* **Estratto della pagina**:
►

Il disco è nato dall’esigenza di realizzare qualcosa che, in qualche modo, fosse derivato e collegato alla musica antica. Se non vogliamo “scomodare” la musica greca, si può tranquillamente affermare che la musica “antica” parta almeno dal 1200. Ad esempio, uno dei brani del disco si chiama Beata Viscera, che è il titolo di un canto di Magister Perotinus del 1200… stiamo parlando di un’epoca lontanissima! In “Do Ut Des” non ho fatto altro che prendere come riferimento la musica dal Seicento in giù, assimilando modi di fare, stili compositivi e intere melodie, ad esempio, da messe che provenivano dal gregoriano: Ut Queant Laxis, brano anch’esso presente nel disco, è il canto di San Giovanni da cui sono derivati i nomi delle note. Trovo questo periodo della storia musicale molto stimolante, dato che è caratterizzata da un repertorio vastissimo, che in pochi conoscono. Difatti sono andato alla ricerca di cose che mi dessero spunti interessanti, per poi lavorarci sopra. Il tema di Dies Irae, altro brano presente nel disco, è stato utilizzato, ad esempio, da tantissimi artisti, tra cui Mozart e Verdi. Alcuni pezzi, quindi, derivano da composizioni gregoriane più o meno famose: Lux Originis, ad esempio, contiene dei frammenti di temi della Missa Lux Et Origo. Praticamente ho preso questi componimenti e li ho utilizzati come si faceva nel jazz degli albori: d’altronde, nessuno si è mai fatto dei problemi a prendere uno standard dei primi del Novecento. Se c’è questa libertà nelle canzoni, perché non lo possiamo fare con dei temi antichissimi? Questo produce, ovviamente, una sonorità un po’ strana, un po’ particolare, ed è proprio quello che è successo nel disco. Ci sono anche però alcuni pezzi che non hanno nulla a che vedere con la musica “antica”: ad esempio, nel brano che dà il nome al disco – Do Ut Des – non c’è nessun tema gregoriano. Quello che è stato preso come fonte d’ispirazione, riguarda invece il modo di comporre, ovvero l’uso di tre note: il tema diventa “Do, Do, Reb”, e questo forma, plasma e ispira tutto il pezzo.
Da un primo ascolto del disco ho avuto la netta sensazione che l’identità sonora dell’AB Quartet provenisse non solo da una maturità progettuale, ma anche da “un incontro tra esperienze musicali diverse”. Quali sono le diversità che rendono così unico il sound del quartetto?

◄

* **Dati forniti**:
►

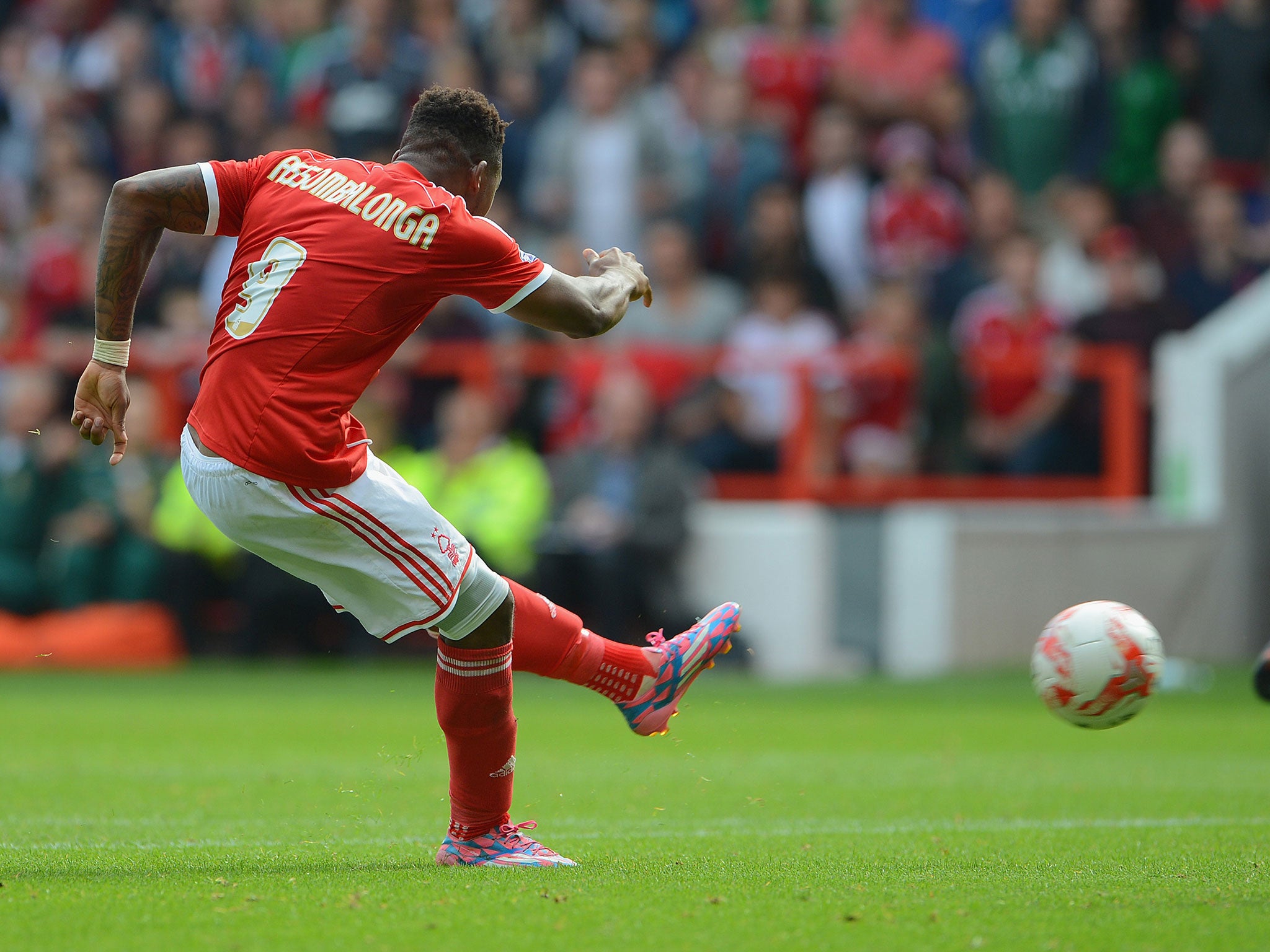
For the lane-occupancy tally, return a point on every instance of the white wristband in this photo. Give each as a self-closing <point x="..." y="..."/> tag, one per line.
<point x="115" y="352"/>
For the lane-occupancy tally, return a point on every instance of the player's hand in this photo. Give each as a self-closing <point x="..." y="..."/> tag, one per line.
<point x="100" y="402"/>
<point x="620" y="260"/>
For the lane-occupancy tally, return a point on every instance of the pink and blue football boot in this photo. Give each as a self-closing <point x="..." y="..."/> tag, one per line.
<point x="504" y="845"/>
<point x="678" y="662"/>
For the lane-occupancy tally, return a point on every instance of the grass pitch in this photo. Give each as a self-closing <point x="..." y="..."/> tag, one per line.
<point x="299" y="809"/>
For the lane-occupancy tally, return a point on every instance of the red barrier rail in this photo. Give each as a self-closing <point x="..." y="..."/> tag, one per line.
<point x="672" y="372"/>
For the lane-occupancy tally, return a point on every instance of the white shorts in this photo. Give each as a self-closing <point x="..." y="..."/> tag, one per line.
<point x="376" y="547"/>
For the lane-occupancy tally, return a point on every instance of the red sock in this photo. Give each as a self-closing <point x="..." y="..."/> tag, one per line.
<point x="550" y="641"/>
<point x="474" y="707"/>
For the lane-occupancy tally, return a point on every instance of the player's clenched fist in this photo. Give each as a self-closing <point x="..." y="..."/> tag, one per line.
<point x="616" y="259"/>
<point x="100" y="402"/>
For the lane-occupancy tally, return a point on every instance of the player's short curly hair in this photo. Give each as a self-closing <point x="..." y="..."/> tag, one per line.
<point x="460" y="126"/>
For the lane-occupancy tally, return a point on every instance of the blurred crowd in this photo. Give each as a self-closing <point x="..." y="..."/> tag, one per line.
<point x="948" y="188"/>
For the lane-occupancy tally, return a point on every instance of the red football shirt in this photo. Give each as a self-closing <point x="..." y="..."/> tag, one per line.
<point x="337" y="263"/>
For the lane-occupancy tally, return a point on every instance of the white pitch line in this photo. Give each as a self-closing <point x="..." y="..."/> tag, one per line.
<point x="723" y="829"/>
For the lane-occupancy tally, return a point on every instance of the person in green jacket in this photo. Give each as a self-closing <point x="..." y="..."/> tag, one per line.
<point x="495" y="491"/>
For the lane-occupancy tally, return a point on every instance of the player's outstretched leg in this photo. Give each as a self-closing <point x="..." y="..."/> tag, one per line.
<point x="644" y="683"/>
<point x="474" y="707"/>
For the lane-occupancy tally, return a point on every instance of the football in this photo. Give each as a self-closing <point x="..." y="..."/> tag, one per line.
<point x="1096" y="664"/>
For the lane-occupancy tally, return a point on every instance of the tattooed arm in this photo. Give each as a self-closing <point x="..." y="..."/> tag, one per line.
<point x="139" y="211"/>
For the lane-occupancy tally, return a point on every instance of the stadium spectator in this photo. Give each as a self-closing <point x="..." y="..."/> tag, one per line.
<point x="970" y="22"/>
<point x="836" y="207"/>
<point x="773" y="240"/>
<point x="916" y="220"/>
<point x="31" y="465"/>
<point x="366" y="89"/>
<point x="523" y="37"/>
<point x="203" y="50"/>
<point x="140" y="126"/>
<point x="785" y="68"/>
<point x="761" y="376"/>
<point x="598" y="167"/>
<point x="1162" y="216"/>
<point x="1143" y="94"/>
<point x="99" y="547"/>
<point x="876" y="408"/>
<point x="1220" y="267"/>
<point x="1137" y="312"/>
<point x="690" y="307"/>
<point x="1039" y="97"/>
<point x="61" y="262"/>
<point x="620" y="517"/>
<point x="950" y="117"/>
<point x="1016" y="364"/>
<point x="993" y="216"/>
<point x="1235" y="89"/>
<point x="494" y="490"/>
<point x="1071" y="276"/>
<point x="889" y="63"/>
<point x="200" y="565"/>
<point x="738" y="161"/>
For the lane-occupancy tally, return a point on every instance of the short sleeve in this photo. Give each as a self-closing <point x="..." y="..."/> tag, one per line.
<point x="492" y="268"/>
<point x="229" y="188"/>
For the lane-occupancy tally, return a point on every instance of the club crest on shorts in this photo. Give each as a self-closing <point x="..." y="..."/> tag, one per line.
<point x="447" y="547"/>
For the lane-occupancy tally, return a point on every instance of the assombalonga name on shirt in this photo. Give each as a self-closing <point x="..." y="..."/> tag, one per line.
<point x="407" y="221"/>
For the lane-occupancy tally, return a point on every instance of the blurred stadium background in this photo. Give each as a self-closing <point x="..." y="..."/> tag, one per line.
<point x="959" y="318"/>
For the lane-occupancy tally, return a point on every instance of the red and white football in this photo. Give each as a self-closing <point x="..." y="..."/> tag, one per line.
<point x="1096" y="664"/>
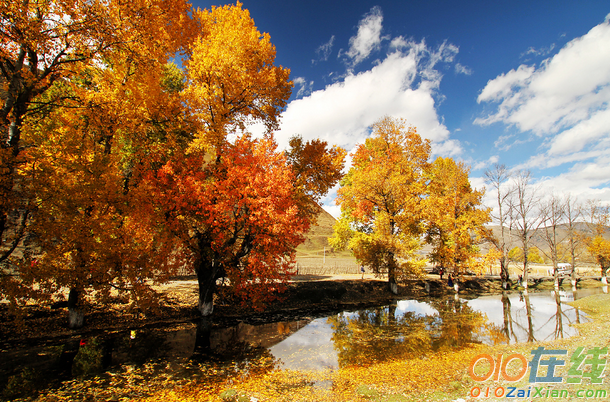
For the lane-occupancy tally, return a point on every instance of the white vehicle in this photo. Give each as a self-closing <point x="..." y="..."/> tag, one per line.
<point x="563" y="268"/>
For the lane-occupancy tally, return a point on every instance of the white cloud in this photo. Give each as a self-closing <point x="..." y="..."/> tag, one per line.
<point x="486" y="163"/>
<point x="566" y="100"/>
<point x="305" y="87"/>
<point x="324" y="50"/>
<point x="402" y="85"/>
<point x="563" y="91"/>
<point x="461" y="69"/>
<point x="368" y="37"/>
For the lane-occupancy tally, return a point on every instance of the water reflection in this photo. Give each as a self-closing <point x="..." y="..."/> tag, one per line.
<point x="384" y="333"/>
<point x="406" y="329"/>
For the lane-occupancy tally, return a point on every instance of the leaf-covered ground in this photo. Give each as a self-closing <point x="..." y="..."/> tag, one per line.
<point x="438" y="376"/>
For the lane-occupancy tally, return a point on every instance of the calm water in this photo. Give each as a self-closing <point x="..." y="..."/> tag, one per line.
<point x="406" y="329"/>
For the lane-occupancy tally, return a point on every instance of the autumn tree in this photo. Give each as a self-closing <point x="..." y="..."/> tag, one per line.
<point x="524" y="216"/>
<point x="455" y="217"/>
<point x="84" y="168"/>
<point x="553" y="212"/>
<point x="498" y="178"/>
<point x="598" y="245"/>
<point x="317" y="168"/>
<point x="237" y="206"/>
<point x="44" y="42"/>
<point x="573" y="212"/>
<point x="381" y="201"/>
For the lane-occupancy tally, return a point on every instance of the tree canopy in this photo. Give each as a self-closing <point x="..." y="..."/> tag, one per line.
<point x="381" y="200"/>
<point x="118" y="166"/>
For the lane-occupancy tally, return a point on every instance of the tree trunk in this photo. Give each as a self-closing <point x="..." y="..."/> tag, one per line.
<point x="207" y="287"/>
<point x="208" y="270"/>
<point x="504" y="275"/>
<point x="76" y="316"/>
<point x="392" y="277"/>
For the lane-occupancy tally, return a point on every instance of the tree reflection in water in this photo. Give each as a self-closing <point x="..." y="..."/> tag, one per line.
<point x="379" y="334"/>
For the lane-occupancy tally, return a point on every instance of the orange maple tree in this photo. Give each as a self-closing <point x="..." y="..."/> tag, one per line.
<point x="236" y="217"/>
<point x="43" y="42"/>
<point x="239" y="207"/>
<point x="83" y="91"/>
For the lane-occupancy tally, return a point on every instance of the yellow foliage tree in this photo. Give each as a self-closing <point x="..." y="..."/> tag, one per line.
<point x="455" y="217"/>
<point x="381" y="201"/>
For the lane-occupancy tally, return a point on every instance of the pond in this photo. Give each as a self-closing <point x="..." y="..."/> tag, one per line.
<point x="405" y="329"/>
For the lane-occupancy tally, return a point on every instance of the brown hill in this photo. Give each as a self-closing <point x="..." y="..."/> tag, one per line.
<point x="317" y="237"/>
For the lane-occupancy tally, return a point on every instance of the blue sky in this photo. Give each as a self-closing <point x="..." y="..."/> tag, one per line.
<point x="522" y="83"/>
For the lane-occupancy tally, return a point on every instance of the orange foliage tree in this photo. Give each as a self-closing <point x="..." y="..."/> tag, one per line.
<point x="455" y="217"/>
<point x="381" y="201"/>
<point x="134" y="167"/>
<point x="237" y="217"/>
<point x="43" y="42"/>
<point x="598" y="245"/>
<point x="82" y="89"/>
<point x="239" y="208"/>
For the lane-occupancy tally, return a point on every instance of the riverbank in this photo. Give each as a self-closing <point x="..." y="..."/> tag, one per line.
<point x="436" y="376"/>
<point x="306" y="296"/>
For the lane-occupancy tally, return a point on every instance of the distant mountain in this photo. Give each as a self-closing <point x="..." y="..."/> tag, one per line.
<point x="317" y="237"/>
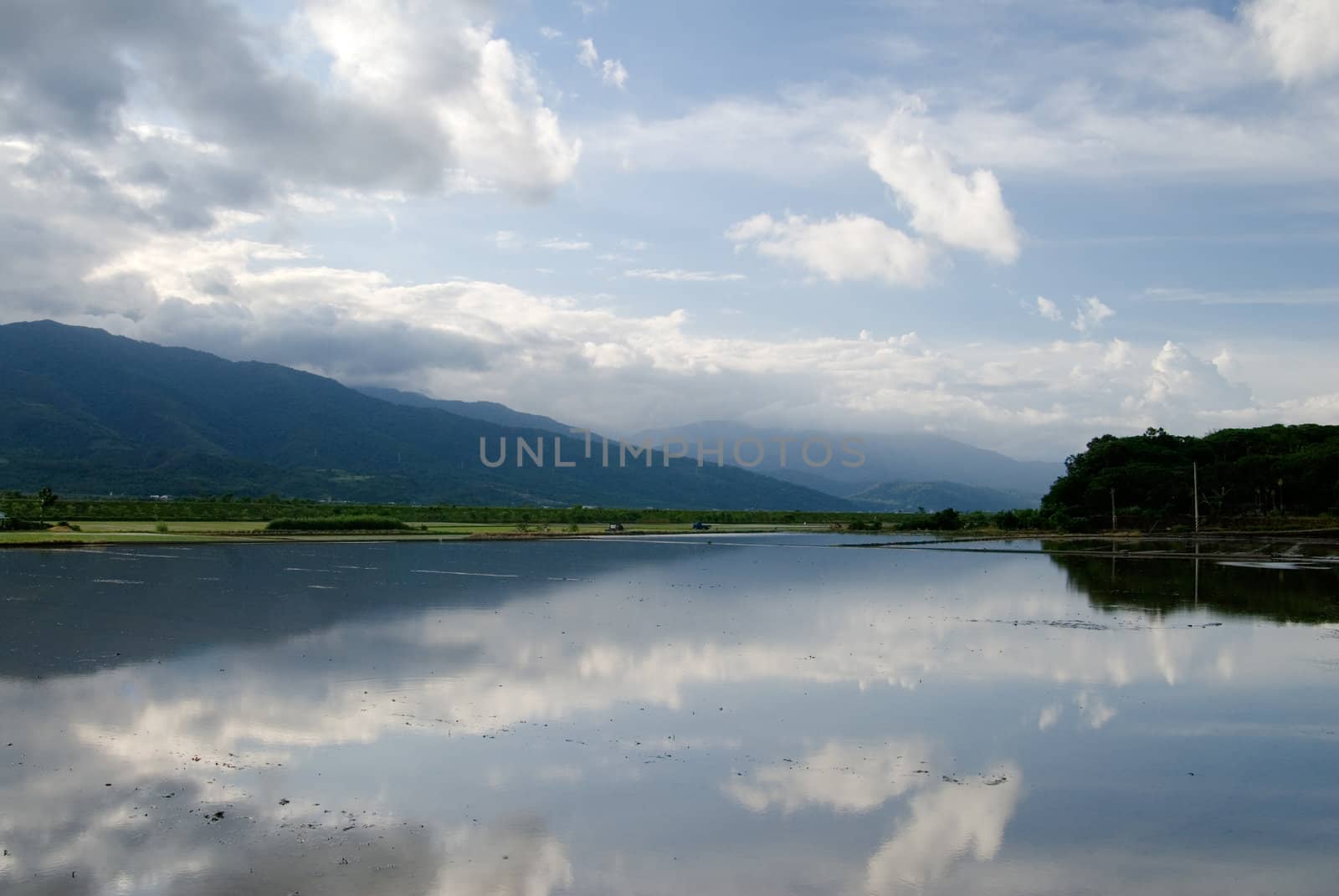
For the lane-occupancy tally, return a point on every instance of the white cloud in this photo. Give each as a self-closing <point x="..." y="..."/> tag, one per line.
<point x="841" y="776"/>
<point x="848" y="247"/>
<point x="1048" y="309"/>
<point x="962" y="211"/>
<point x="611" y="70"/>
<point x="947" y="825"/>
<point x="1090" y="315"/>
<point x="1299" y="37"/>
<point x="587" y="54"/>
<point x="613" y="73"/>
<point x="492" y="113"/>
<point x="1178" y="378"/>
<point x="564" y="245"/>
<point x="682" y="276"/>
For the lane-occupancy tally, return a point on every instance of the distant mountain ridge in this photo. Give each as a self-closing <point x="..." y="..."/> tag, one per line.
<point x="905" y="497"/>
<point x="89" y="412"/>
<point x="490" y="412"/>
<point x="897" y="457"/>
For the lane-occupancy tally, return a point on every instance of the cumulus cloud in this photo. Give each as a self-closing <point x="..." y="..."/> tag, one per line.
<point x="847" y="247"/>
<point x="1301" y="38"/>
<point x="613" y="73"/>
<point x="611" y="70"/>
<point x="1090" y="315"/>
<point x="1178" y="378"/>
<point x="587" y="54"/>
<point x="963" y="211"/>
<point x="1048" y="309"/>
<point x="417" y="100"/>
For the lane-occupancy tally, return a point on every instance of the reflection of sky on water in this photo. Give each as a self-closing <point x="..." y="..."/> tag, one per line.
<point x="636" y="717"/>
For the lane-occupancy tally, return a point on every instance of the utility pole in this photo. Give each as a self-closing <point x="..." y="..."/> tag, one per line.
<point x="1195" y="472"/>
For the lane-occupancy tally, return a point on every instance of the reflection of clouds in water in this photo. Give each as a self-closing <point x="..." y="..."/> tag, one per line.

◄

* **Istruzioni**:
Trascrivi parola per parola il passo dell'intervista sul disco che va da "Da un primo" a "sound del quartetto?".

* **Esercizio svolto**:
Da un primo ascolto del disco ho avuto la netta sensazione che l’identità sonora dell’AB Quartet provenisse non solo da una maturità progettuale, ma anche da “un incontro tra esperienze musicali diverse”. Quali sono le diversità che rendono così unico il sound del quartetto?